--- Material for the task Enclosed Below ---

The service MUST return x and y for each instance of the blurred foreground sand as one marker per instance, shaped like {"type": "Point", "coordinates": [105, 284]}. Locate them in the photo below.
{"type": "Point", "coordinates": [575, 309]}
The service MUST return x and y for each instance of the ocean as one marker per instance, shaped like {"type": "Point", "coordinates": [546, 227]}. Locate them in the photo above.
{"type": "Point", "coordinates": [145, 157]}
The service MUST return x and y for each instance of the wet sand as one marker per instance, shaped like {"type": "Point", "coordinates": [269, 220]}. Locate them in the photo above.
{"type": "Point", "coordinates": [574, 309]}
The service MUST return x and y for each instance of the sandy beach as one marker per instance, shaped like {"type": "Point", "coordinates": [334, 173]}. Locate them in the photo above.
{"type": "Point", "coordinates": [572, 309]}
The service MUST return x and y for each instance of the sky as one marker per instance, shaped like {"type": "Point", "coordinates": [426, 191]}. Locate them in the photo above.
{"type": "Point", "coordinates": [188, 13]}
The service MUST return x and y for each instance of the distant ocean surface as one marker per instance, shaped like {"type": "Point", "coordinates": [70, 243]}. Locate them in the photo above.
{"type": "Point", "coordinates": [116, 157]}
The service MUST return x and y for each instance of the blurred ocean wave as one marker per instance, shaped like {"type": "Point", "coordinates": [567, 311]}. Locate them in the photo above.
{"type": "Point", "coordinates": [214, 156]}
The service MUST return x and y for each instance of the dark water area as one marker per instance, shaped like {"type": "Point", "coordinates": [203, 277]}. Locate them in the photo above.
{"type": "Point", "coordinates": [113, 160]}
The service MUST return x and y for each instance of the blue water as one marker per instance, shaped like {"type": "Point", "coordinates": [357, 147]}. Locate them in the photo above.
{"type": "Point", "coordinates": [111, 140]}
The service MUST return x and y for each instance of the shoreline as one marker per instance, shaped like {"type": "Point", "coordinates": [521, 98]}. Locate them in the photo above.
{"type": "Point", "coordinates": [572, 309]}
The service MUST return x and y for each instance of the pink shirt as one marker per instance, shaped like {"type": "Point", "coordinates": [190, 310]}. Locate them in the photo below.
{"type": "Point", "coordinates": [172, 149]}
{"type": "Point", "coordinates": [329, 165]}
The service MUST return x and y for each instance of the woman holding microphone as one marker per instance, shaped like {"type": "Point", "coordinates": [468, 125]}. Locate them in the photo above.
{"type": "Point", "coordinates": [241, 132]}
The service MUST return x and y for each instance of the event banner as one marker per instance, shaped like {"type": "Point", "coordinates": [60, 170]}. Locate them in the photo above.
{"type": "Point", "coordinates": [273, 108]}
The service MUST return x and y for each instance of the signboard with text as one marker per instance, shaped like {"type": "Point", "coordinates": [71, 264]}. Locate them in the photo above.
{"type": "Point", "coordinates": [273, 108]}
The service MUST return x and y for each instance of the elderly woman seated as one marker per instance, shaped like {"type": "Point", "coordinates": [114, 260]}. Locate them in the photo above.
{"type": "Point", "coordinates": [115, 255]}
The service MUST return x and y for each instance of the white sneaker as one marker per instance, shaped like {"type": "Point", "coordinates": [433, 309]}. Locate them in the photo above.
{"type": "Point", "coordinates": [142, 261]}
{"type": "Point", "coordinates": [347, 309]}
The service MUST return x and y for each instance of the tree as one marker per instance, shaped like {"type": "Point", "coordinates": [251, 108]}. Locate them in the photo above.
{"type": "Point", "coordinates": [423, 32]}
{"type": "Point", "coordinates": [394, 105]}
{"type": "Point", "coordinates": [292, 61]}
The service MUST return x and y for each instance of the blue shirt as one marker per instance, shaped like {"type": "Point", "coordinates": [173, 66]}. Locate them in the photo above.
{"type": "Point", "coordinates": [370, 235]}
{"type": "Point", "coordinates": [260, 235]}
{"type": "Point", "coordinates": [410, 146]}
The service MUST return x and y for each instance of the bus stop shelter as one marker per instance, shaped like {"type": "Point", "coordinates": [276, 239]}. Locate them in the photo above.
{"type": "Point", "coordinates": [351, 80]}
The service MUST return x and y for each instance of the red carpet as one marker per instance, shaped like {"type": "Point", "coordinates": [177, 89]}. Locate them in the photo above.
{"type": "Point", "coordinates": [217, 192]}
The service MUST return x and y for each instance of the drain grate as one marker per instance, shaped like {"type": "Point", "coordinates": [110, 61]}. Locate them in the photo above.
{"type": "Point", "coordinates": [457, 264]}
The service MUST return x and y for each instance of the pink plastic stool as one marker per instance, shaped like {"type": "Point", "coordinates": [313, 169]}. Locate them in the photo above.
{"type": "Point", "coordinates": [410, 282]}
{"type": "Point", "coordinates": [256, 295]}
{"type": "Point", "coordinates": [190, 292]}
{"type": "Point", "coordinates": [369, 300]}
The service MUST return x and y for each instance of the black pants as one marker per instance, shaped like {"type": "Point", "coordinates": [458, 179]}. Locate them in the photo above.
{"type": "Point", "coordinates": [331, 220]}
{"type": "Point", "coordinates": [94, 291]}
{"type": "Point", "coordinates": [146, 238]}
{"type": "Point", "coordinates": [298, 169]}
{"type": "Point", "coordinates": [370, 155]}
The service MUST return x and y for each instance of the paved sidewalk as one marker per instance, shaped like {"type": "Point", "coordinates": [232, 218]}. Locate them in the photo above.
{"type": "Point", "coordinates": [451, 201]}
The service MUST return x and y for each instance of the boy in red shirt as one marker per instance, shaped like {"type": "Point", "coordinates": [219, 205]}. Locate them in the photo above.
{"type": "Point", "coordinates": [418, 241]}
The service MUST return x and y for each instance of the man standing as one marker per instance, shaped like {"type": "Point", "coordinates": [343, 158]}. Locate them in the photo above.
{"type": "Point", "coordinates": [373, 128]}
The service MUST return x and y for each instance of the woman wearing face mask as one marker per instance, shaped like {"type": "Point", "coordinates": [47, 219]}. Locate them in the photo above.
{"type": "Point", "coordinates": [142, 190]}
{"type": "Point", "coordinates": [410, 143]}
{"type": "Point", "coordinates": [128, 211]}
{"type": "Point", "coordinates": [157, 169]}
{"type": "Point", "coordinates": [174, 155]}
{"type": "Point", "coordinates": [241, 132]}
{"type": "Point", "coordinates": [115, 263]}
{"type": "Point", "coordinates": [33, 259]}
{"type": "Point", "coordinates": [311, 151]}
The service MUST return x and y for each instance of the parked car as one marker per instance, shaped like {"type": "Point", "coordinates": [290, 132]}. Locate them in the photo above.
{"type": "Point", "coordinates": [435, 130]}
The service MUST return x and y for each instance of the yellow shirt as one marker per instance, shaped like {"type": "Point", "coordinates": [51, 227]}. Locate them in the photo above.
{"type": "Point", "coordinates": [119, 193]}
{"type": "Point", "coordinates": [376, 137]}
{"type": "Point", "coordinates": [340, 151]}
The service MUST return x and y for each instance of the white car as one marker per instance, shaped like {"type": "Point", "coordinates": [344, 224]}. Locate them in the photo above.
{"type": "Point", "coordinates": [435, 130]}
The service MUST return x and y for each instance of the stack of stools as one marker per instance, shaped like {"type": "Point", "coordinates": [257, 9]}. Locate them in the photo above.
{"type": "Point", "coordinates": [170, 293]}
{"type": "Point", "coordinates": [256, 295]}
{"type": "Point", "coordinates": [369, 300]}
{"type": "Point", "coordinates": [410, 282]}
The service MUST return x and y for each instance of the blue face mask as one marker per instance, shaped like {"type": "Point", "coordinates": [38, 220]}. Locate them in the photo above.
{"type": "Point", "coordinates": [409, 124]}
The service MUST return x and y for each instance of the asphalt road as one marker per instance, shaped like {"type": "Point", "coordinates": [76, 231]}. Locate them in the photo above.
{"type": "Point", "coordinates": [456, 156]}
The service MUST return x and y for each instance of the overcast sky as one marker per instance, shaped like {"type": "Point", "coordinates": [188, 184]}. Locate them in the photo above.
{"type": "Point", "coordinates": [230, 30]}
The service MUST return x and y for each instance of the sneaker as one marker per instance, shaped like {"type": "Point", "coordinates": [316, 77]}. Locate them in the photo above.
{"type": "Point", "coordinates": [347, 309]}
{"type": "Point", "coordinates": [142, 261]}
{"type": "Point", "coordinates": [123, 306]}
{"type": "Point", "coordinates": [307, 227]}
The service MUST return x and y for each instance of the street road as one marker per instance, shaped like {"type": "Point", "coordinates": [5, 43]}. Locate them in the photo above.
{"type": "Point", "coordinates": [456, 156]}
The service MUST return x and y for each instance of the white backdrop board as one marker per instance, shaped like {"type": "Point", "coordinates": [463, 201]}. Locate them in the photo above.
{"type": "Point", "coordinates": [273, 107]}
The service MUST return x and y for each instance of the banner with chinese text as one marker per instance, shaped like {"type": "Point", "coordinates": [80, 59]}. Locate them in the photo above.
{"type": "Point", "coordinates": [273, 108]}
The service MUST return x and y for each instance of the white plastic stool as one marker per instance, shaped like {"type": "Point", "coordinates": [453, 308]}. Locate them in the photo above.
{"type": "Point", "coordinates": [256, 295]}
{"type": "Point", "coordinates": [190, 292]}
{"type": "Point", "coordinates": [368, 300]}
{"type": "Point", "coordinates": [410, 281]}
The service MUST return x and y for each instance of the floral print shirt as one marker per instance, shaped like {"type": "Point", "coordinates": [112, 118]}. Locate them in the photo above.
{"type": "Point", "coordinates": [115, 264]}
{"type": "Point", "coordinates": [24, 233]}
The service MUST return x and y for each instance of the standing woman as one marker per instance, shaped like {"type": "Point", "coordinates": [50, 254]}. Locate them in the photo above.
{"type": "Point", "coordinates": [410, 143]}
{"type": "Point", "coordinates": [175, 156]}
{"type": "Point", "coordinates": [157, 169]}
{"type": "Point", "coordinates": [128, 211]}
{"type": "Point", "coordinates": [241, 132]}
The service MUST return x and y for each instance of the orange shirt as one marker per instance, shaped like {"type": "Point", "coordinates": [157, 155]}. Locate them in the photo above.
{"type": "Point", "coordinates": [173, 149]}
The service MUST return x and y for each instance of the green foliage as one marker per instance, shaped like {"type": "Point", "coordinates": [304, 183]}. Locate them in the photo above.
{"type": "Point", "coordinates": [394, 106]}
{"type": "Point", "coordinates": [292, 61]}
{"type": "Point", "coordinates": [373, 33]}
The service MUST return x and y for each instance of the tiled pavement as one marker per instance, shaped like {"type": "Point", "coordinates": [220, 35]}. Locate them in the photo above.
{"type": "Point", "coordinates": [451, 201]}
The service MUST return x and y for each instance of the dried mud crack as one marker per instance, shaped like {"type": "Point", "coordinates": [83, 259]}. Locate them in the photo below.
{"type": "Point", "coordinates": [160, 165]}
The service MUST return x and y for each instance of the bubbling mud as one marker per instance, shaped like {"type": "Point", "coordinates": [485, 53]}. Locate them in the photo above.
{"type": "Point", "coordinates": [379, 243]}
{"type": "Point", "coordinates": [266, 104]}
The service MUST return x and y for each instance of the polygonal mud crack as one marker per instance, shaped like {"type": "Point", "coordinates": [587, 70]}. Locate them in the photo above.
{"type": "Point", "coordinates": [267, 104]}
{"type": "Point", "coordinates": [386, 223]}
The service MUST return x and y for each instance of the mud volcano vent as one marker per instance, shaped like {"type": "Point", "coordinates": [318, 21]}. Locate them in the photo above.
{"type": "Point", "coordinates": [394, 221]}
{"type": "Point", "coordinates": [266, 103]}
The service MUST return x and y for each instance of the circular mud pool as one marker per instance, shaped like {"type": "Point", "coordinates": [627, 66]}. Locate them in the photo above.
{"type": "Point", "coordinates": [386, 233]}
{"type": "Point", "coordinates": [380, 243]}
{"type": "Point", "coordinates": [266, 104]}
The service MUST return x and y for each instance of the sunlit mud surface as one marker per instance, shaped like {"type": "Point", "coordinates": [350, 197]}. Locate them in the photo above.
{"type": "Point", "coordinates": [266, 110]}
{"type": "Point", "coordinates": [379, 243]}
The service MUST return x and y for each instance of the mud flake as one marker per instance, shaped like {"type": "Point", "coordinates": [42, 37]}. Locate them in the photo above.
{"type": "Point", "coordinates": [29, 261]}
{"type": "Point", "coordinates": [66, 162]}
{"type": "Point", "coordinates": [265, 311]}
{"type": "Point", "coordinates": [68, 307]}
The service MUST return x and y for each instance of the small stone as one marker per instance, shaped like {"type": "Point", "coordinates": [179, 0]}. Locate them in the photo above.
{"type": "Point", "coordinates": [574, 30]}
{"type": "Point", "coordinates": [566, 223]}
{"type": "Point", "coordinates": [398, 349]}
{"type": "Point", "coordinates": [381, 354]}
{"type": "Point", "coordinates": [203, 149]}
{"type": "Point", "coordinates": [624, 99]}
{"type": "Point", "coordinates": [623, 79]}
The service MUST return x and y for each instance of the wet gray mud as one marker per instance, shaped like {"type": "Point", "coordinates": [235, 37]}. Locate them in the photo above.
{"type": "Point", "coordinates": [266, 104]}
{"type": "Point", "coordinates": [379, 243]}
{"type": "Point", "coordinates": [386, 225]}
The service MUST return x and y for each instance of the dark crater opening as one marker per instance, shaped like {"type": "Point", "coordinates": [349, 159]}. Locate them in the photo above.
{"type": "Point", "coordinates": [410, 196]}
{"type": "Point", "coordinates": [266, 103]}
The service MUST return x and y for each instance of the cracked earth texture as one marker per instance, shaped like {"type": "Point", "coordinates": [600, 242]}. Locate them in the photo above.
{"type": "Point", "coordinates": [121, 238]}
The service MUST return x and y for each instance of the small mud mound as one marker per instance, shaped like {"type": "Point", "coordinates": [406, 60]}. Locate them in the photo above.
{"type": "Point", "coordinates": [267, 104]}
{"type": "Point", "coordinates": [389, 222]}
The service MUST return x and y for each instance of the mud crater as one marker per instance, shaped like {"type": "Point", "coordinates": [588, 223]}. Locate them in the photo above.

--- End of Enclosed Material for the task ---

◆ Problem description: The line containing "the dark crater" and all lines after it, through the last line of the data, should be retyped exactly.

◆ Output:
The service MUST return x and y for each instance of the dark crater opening as one marker per instance, shaped like {"type": "Point", "coordinates": [349, 159]}. Locate them in the photo above.
{"type": "Point", "coordinates": [410, 196]}
{"type": "Point", "coordinates": [266, 103]}
The service MUST return x and y for each instance of the cracked earth texture as one marker per instance, shaped like {"type": "Point", "coordinates": [600, 242]}. Locate them in the photo above.
{"type": "Point", "coordinates": [121, 238]}
The service MUST return x and y for each instance of the small mud mound as one marker per instance, shaped like {"type": "Point", "coordinates": [406, 60]}. Locate them in the photo above.
{"type": "Point", "coordinates": [267, 104]}
{"type": "Point", "coordinates": [389, 222]}
The service MUST return x and y for each instance of the mud crater as one marker per instance, shaped like {"type": "Point", "coordinates": [588, 223]}. Locate them in the photo above.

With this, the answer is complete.